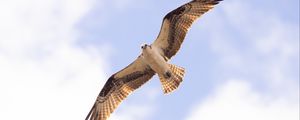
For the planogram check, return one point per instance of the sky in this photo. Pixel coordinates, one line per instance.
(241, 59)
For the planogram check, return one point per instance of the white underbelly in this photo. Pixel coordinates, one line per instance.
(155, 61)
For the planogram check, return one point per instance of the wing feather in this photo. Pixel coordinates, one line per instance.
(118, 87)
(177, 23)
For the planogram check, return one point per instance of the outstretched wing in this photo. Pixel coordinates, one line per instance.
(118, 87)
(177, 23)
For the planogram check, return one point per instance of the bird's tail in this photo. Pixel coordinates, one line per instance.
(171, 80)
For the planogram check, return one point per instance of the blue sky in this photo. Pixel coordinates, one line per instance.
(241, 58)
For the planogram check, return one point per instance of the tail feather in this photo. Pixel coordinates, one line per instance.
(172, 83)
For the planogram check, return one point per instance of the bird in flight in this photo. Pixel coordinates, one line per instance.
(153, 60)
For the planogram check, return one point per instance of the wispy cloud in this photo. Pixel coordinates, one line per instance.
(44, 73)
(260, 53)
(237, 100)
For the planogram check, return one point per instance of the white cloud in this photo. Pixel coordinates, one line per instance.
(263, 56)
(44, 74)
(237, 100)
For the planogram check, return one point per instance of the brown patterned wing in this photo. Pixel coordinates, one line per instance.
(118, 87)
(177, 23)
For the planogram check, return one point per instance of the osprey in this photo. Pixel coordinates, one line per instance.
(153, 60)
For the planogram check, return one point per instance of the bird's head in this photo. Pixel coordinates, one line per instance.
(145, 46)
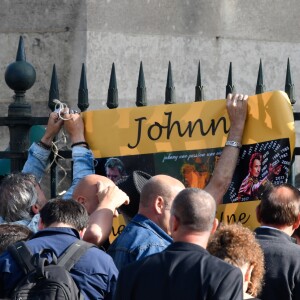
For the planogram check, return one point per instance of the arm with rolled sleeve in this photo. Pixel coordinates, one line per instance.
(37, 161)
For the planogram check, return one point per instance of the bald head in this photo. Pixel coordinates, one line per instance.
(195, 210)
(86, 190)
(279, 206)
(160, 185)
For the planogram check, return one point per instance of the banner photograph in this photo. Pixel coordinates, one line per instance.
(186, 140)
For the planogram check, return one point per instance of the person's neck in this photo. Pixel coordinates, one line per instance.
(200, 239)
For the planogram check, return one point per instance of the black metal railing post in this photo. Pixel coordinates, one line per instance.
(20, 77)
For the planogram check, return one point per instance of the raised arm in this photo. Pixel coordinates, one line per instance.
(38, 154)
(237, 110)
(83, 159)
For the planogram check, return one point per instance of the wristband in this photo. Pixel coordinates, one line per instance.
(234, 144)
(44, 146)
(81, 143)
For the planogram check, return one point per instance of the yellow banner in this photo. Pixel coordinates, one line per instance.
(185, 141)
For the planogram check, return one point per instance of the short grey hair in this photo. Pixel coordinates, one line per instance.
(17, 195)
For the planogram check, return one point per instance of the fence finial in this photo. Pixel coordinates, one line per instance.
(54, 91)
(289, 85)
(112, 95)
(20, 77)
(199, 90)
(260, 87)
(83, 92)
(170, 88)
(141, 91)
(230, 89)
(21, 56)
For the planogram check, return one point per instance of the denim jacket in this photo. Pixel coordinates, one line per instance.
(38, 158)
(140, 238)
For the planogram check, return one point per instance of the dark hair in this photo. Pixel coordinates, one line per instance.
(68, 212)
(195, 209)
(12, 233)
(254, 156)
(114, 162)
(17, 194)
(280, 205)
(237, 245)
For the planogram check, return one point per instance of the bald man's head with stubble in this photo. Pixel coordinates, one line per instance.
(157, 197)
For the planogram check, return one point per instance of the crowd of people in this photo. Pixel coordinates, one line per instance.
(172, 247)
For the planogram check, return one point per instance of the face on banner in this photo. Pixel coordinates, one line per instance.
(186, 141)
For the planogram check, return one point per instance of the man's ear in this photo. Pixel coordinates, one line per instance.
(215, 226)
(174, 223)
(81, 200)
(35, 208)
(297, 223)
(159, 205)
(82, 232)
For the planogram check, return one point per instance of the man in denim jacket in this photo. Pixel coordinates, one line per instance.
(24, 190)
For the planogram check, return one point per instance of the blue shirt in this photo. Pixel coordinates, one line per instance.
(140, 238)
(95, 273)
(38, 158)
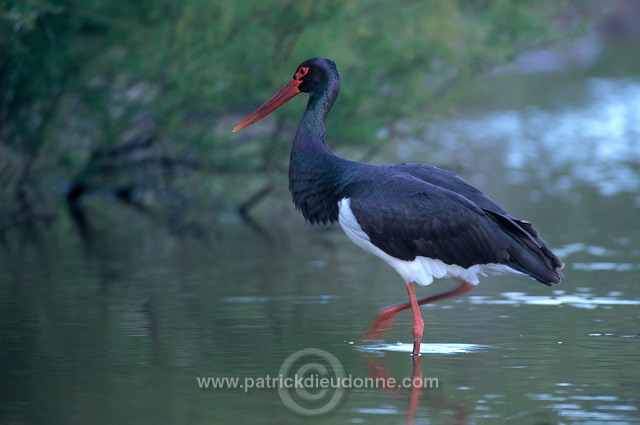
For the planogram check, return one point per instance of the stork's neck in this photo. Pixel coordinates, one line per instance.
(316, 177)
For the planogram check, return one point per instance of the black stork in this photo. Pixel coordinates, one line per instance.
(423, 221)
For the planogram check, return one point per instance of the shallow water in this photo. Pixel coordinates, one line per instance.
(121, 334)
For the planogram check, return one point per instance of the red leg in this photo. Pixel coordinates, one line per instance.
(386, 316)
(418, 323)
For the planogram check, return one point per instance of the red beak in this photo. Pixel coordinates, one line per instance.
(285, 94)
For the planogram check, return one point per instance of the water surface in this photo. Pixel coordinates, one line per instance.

- Your instructions
Print the full listing exactly, dropping the pictures.

- Problem solution
For the planogram check, return one point per instance of the sky in this photo. Pixel coordinates, one line per instance.
(241, 59)
For the planogram check, return one point per instance of the white underbelly in this photo. Pixel coordinates, one line per instance.
(155, 61)
For the planogram check, return one point per instance of the wing feather in this photo. Pixel coordinates, one line per instance.
(118, 87)
(177, 23)
For the planogram check, return one point per instance of the outstretched wing in this photo. Pixel coordinates, one line per instance.
(118, 87)
(177, 23)
For the planogram check, return one point per instance of the bird's tail in this photo. Pixel coordinates, one line per instance.
(171, 80)
For the planogram check, return one point per instance of the blue sky in this photo. Pixel coordinates, one line per instance.
(241, 58)
For the planogram check, return one point per instance of the tail feather in this photo. Pixel coordinates, one line per instance.
(172, 83)
For the planogram check, return one point per instance of the bird in flight in this photo. Pixel coordinates, one line per instance.
(153, 60)
For the planogram check, return one point per instance of the wispy cloud in this photo. Pixel coordinates, one line per instance.
(44, 73)
(260, 53)
(237, 100)
For the planogram check, return one point per instance of the white cloud in this photo. Pixel coordinates, one line per instance.
(263, 56)
(44, 74)
(237, 100)
For the planogram check, return one point per instance of the brown patterned wing in this photo. Pixel coordinates, one line per instance.
(118, 87)
(177, 23)
For the planogram check, return one point per instance of the osprey in this photo. Pixel coordinates, one line per instance.
(153, 60)
For the planogram check, return one point per instance of the bird's head in this photo. Pixel coordinates, one line per instance.
(145, 46)
For the planogram check, return one point per instance of the arm with rolled sleeve in this photo. Pixel coordinates, one line per instance.
(37, 161)
For the planogram check, return one point per instance of the bald head in this photo. Pixel coordinates, one line per instance.
(195, 210)
(86, 190)
(279, 206)
(160, 185)
For the planogram check, return one point per instance of the banner photograph in this photo. Pixel coordinates, one line per instance.
(186, 140)
For the planogram check, return one point per instance of the person's neck in this photo. Pixel coordinates, one line per instance.
(200, 239)
For the planogram check, return one point per instance of the black metal railing post in this photo. Pixel coordinates, one line per instance.
(20, 77)
For the planogram check, return one point per instance of the raised arm in this photo. Pixel coordinates, one line per instance.
(38, 154)
(237, 110)
(83, 159)
For the planogram check, return one point per instance of the wristband in this photo. Pixel coordinates, one line per instance.
(234, 144)
(44, 146)
(81, 143)
For the planogram check, return one point per instance of the yellow banner in this photo. Pixel coordinates, one line per instance.
(185, 141)
For the planogram check, return one point per instance of the short grey hair in this photo. Pixel coordinates, one line per instance.
(17, 195)
For the planogram check, return one point per instance of the fence finial in this photo. Pixel coordinates, one line per instance.
(54, 91)
(289, 85)
(112, 95)
(20, 77)
(199, 90)
(260, 87)
(83, 92)
(170, 88)
(141, 91)
(230, 89)
(21, 56)
For the planogram check, return one point per instance of the denim jacket in this photo. Pixel coordinates, one line per instance.
(38, 158)
(140, 238)
For the planogram check, return one point per instance of the dark hair in this photo. Pixel coordinates, one line per instance.
(68, 212)
(195, 209)
(12, 233)
(254, 156)
(114, 162)
(17, 194)
(280, 205)
(237, 245)
For the planogram check, return one point per instance of the bald man's head with stubble in this photo. Pixel coordinates, one line per instance.
(157, 197)
For the planogram check, return one point per instance of the crowd of people in this photo. Pixel coordinates, one line per instance.
(172, 247)
For the planogram check, return one point per instance of the face on banner in this photo. Pixel coordinates, one line per instance.
(186, 141)
For the planogram check, return one point per instance of the man's ear in this photo. Pixel coordinates, one line per instance.
(215, 226)
(174, 223)
(81, 200)
(35, 208)
(297, 223)
(159, 205)
(82, 232)
For the planogram check, return one point per instance of the man in denim jacket in this photo. Pixel coordinates, one line per instance.
(24, 190)
For the planogram check, return one point per instance of the blue shirt in this photo. Pixel coordinates, one line per instance.
(140, 238)
(95, 273)
(38, 158)
For the planogram check, return one point per instance of the stork's neck in this photo. Pixel coordinates, one line per instance.
(316, 177)
For the planogram check, return one point per instance of the black stork in this photo. Pixel coordinates, one line per instance.
(423, 221)
For the planogram check, return one point per instance of the shallow water in this photo. Pixel coordinates, one line per instance.
(121, 334)
For the planogram check, return one point per instance of the red leg in this photo. Pixel coordinates, one line per instance.
(386, 316)
(418, 323)
For the planogram check, return one point per instance of the red beak in this photo. Pixel coordinates, one line per instance.
(285, 94)
For the planogram check, return one point per instance of the water surface in this photo. Pixel coordinates, one line per instance.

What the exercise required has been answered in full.